--- Data section ---

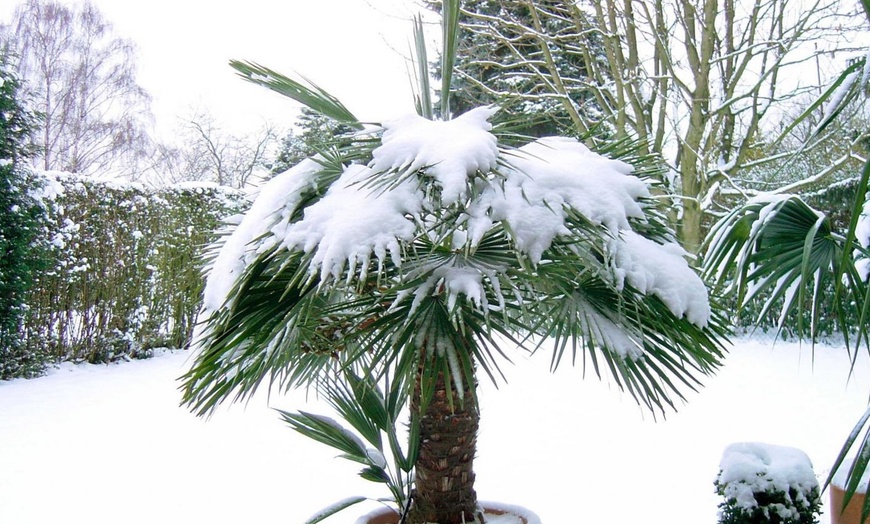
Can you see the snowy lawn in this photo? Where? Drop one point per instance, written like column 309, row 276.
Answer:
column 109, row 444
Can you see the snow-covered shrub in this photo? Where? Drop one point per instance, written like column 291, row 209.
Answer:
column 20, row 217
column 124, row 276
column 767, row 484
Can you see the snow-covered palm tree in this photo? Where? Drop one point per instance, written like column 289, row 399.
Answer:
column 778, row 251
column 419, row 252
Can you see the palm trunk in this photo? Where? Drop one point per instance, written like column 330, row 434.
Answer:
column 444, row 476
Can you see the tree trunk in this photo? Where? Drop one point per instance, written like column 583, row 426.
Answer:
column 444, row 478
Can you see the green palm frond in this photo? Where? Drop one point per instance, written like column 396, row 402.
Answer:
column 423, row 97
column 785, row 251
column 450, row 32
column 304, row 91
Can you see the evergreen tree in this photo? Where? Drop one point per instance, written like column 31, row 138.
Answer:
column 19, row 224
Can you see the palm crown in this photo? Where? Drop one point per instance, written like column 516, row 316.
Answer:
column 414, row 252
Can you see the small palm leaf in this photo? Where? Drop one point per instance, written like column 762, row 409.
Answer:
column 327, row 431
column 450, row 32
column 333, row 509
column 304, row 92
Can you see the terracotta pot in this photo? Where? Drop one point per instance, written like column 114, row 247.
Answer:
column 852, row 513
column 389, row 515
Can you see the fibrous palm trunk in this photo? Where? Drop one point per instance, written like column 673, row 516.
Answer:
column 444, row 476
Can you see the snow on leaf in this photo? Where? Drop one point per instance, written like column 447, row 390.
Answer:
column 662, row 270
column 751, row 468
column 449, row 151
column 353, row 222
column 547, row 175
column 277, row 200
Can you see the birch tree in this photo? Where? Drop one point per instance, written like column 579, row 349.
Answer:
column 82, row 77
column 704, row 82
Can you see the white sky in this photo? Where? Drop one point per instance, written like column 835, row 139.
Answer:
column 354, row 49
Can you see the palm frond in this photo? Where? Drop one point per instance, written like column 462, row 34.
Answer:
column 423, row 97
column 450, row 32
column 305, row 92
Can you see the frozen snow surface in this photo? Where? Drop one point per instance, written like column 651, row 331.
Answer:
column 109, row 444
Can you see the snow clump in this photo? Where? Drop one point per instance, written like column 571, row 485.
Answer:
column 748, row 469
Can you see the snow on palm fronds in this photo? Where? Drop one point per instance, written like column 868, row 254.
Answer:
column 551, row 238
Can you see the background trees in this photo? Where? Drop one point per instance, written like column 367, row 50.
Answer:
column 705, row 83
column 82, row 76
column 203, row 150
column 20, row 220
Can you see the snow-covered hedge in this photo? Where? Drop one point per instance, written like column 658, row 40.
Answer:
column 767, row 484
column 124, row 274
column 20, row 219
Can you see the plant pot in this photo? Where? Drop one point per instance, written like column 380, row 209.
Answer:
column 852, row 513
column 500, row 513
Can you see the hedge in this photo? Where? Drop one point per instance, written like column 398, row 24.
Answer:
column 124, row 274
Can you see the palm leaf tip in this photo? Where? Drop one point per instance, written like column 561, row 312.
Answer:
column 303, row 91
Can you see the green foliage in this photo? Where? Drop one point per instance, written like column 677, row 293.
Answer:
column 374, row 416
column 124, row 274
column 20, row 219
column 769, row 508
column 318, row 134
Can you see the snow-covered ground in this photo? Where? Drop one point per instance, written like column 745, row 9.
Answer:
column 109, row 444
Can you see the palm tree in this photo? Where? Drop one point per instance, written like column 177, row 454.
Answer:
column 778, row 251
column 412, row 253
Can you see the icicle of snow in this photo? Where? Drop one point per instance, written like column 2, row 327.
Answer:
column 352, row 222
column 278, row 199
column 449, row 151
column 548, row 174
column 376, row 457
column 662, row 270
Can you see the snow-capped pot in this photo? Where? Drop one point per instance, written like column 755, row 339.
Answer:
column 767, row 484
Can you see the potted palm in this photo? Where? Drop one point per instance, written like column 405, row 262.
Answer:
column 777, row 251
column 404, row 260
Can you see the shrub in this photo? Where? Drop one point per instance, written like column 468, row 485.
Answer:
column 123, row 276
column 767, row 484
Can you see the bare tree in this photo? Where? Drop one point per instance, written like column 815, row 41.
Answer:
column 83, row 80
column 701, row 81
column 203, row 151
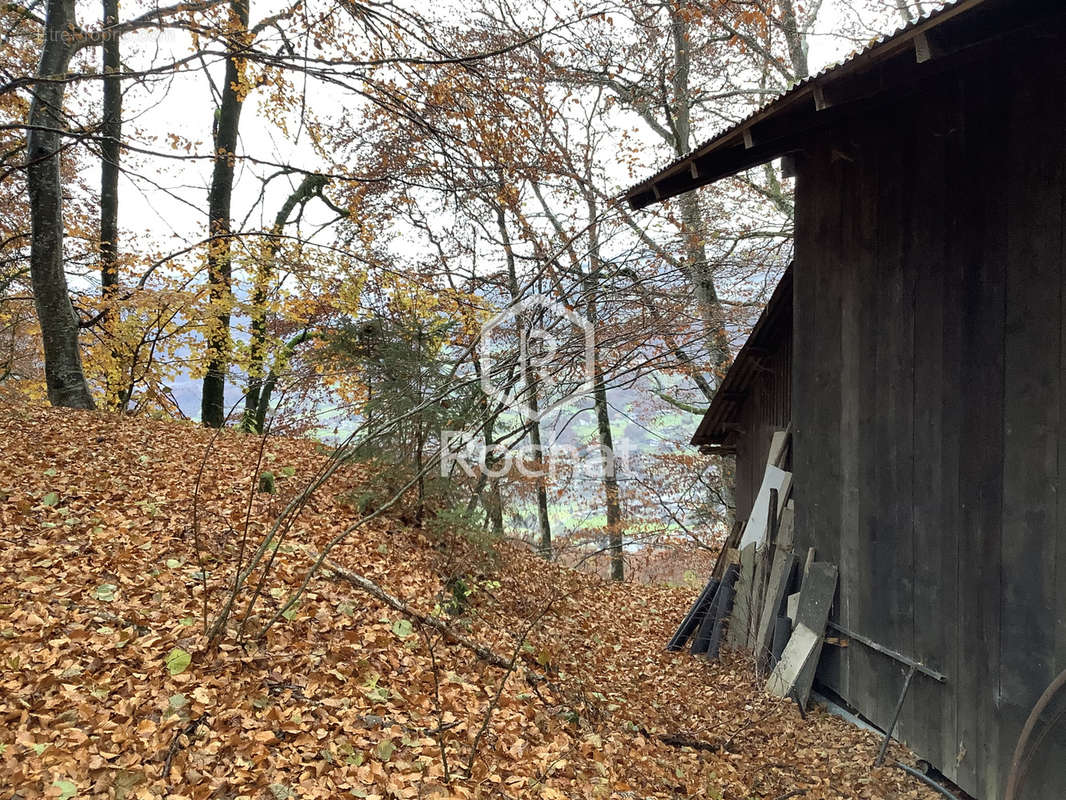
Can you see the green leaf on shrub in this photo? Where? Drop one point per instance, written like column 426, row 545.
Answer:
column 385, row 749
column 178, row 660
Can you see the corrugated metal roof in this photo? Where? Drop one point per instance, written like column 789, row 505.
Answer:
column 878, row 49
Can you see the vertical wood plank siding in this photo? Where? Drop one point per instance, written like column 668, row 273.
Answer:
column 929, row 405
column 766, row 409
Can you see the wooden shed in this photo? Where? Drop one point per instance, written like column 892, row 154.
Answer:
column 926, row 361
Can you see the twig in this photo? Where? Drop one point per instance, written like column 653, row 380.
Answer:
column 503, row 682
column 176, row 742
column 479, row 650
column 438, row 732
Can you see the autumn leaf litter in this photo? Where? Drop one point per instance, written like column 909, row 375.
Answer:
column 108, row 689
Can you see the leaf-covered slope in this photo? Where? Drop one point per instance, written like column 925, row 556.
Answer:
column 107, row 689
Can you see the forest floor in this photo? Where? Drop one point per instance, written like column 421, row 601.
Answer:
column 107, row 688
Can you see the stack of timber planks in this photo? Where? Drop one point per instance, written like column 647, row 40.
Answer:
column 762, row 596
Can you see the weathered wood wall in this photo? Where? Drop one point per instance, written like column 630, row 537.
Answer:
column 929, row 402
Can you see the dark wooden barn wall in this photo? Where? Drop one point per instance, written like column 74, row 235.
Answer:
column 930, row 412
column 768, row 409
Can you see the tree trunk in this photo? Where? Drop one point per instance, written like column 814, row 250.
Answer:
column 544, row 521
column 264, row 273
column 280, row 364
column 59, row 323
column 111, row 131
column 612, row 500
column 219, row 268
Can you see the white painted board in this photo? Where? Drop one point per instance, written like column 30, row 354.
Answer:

---

▶ Work to do
Write out every line of the entries above word for word, skipping the pictures.

▶ Output for this task
Can you see the snowy lawn in this photo? Where? Drop one point per instance, written like column 309, row 276.
Answer:
column 109, row 444
Can you see the snow-covered shrub in this photo? Where? Drop one point per instance, written like column 291, row 209.
Answer:
column 20, row 217
column 124, row 276
column 767, row 484
Can you see the snow-covered palm tree in this photo? Where? Drop one point per instance, written like column 289, row 399.
Answer:
column 778, row 251
column 419, row 252
Can you see the palm trunk in this photo? Where? Drop one point per instance, written like column 330, row 434.
Answer:
column 444, row 476
Can you see the tree trunk in this photo? Where? Drop one point per instance, written like column 583, row 426.
Answer:
column 444, row 478
Can you see the green palm frond in this photo? Where? Drop one point per instance, written like column 396, row 402.
Answer:
column 423, row 97
column 785, row 251
column 450, row 32
column 304, row 91
Can you see the evergreen tree in this photo? Where? Drop one point per instance, written like column 31, row 138.
Answer:
column 19, row 224
Can you see the palm crown in this photo? Where? Drop one point per instance, written like column 516, row 316.
Answer:
column 414, row 252
Can you see the small palm leaf in this photo? Where? Drop one point per instance, written like column 762, row 409.
Answer:
column 327, row 431
column 450, row 32
column 333, row 509
column 304, row 92
Can you see the terracotta pot in this photo? Where? Drop one point per instance, written like column 114, row 247.
Answer:
column 852, row 513
column 389, row 515
Can you see the fibrous palm trunk in this photo? Where? Drop one point per instance, written like column 673, row 516.
Answer:
column 444, row 476
Can you see the snow on leaf in this photo? Where? Drop one point per instance, written like column 447, row 390.
Answer:
column 662, row 270
column 751, row 468
column 449, row 151
column 353, row 222
column 547, row 175
column 277, row 200
Can you see the birch tree in this photo? Where? Drop one point per instance, written like column 579, row 349.
Answer:
column 82, row 77
column 704, row 82
Can you see the white sky in this photo? Where? Drop one point per instance, written like column 835, row 139.
Answer:
column 354, row 49
Can you see the palm frond in this photo? Where? Drop one point per instance, written like column 462, row 34.
Answer:
column 423, row 97
column 450, row 32
column 305, row 92
Can you see the frozen snow surface in this photo? Where? Drop one point per instance, written like column 651, row 331.
Answer:
column 109, row 444
Can you see the snow clump in this photo? Where? Drop one point per instance, written like column 571, row 485.
Answer:
column 748, row 469
Can you see the snow on palm fronds in this photo? Where? Drop one point per instance, written like column 868, row 254.
Answer:
column 551, row 238
Can you see the background trees in this photo? Where? Drop one point per instance, written like column 367, row 50.
Answer:
column 705, row 83
column 82, row 76
column 203, row 150
column 20, row 220
Can you see the snow-covered hedge in this photo? Where? Drop one point per instance, written like column 658, row 40.
Answer:
column 767, row 484
column 124, row 274
column 20, row 219
Can you see the plant pot in this photo? Where? Drop one point per instance, written like column 380, row 209.
Answer:
column 852, row 513
column 500, row 513
Can you see the hedge in this photo? Where? Drop one point per instance, written like column 398, row 24.
Answer:
column 124, row 274
Can you see the palm leaf tip in this photo? Where? Drop one point per instance, written like column 561, row 312.
Answer:
column 303, row 91
Can you see the green foliage in this photo? Where? Drop one point per instance, written like column 677, row 293.
Answer:
column 374, row 416
column 124, row 274
column 20, row 219
column 769, row 508
column 318, row 134
Can you see the snow-covered ground in this photo? Where? Drop one point per instance, written like column 745, row 9.
Answer:
column 109, row 444
Can you see the palm tree in this photo? Where? Drop one point per instance, written like column 177, row 454.
Answer:
column 778, row 251
column 412, row 253
Can you see the icicle of snow in this photo? Where? Drop one point per instance, written like column 2, row 327.
Answer:
column 352, row 222
column 278, row 199
column 449, row 151
column 548, row 174
column 376, row 457
column 662, row 270
Can you see the snow-capped pot in this photo? Where? Drop one point per instance, written like column 755, row 339.
Answer:
column 767, row 484
Can you see the potted palm in this photo? Where? Drop one point per instance, written like column 405, row 262.
Answer:
column 777, row 251
column 404, row 260
Can you see the shrub in this photo? Where? Drop one point per instance, written like column 468, row 485.
Answer:
column 123, row 276
column 767, row 484
Can you see the bare tree in this photo? Where? Drop one point per instance, written like column 815, row 41.
Answer:
column 83, row 80
column 701, row 81
column 203, row 151
Can you see the green leaf on shrub in this photo? Where? Drop one point per instance, written like column 426, row 545.
Answer:
column 385, row 749
column 178, row 660
Can you see the corrugated metal roof in this photo? Where? Drop one point per instance, written like column 789, row 505.
Answer:
column 878, row 49
Can you see the vertical wood plank siding in this photo? Where? Drop one point per instance, written like column 668, row 273.
Answer:
column 929, row 405
column 766, row 409
Can you see the wooden shed in this photo? Where? Drop one point per instance, written like column 892, row 154.
Answer:
column 926, row 361
Can you see the twig in this photo? Where? Drop one point per instance, written like column 653, row 380.
Answer:
column 503, row 682
column 176, row 742
column 479, row 650
column 438, row 732
Can you see the autumn leaf litter in this photo? Where? Drop one point per instance, written like column 909, row 375.
Answer:
column 108, row 689
Can you see the leaf-covered slope in this photo? Where? Drop one point per instance, written like column 925, row 556.
Answer:
column 107, row 689
Can you see the forest floor in this photo? Where? Drop one point per instance, written like column 421, row 601.
Answer:
column 107, row 688
Can you see the stack of timber planks in this photo? Where? Drop one point per instance, written like column 647, row 40.
Answer:
column 762, row 596
Can you see the weathered wood wall in this photo? Where? Drop one point per instance, written like column 630, row 537.
Answer:
column 929, row 402
Can you see the dark wooden barn wall in this photo? Where? Drop one point per instance, written like column 74, row 235.
Answer:
column 930, row 412
column 768, row 409
Can you see the tree trunk in this photo? Where? Drop one point per instance, written like column 814, row 250.
Answer:
column 544, row 521
column 264, row 273
column 280, row 364
column 59, row 323
column 111, row 131
column 612, row 500
column 219, row 268
Can you see the white painted board in this photo? Where? Drop one point per instance, written like column 30, row 354.
Answer:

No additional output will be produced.